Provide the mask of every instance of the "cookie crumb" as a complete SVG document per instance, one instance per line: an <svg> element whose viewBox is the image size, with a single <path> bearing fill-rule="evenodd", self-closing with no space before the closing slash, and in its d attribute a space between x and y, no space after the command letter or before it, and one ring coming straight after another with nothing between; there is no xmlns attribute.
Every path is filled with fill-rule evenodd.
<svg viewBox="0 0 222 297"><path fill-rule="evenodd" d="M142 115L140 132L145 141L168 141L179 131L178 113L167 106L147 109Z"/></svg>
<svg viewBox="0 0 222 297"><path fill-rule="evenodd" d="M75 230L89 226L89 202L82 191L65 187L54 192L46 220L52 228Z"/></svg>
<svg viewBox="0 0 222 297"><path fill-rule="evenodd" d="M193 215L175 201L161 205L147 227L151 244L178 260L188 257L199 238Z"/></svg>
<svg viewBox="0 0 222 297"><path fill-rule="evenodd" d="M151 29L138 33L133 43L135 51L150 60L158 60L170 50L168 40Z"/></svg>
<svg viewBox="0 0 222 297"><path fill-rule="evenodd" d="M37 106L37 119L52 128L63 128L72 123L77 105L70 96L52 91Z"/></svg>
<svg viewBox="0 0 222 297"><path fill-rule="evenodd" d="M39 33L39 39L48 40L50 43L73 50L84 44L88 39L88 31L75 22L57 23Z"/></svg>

───

### Given exercise
Write out the lines from the first one through the line that contains "29L138 33L133 43L135", character for character.

### Result
Provide the mask of every instance of the "cookie crumb" as a complete SVG document per instance, one instance per line: an <svg> element whose viewBox is the image size, with a single <path> bearing fill-rule="evenodd", self-closing with no space before the closing slash, and in its d attribute a space between x and y, no space after the command letter or before it, and one ring coming straight after another with nothing between; there is no xmlns attribute.
Every path is filled with fill-rule evenodd.
<svg viewBox="0 0 222 297"><path fill-rule="evenodd" d="M142 115L140 132L145 141L168 141L179 131L178 113L167 106L147 109Z"/></svg>
<svg viewBox="0 0 222 297"><path fill-rule="evenodd" d="M75 230L89 226L89 202L82 191L65 187L54 192L46 220L52 228Z"/></svg>
<svg viewBox="0 0 222 297"><path fill-rule="evenodd" d="M193 215L175 201L161 205L147 227L151 244L178 260L188 257L199 238Z"/></svg>
<svg viewBox="0 0 222 297"><path fill-rule="evenodd" d="M151 29L138 33L133 43L135 51L150 60L158 60L170 50L168 40Z"/></svg>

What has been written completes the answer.